--- Start Source extract ---

Hacker Newsnew | past | comments | ask | show | jobs | submitlogin

The 407 in Ontario is privatized (well, PPP, actually) and they add lanes all the time. The traffic is almost never gridlocked.

The main reason highways exhibit the behaviour is because they are not load-costed, as the 407 is. The cost per peak traveler on the 401 (an alternative-ish public highway of similar size / etc) is around $10k per car per year, due to the immense cost of building new lanes, the slow down that costs, and the additional slowdown of everyone else on the road. And that cost was when I was studying engineering back in 2007, so it's almost surely higher.



I think "cost per peak traveler" is a pretty useless metric. But even still the math doesn't work. 401 is 4+ lanes, 500 miles long, meaning peak travelers must be up near 500,000 cars. Now, apparently the Ministry of Transportation maintains the 401 (and much more than that) and their entire estimated budget for 2013-2014 is $1.5 billion.

--- End Source extract ---
--- Start Dataset section ---

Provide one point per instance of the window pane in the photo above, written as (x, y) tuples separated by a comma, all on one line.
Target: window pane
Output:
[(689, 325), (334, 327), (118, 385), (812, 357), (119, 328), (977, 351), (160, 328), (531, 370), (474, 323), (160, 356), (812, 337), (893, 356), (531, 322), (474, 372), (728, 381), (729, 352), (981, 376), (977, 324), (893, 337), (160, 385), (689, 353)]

--- End Dataset section ---

§ To-do list
A. In the Ontario highway discussion, what is the Ministry of Transportation's estimated budget for 2013-2014?
B. Return the passage of the Ontario highway discussion from "Hacker Newsnew |" to "almost surely higher.", word for word.
This material has nothing to do with the text.

§ Correct answers
A. $1.5 billion

B.
Hacker Newsnew | past | comments | ask | show | jobs | submitlogin

The 407 in Ontario is privatized (well, PPP, actually) and they add lanes all the time. The traffic is almost never gridlocked.

The main reason highways exhibit the behaviour is because they are not load-costed, as the 407 is. The cost per peak traveler on the 401 (an alternative-ish public highway of similar size / etc) is around $10k per car per year, due to the immense cost of building new lanes, the slow down that costs, and the additional slowdown of everyone else on the road. And that cost was when I was studying engineering back in 2007, so it's almost surely higher.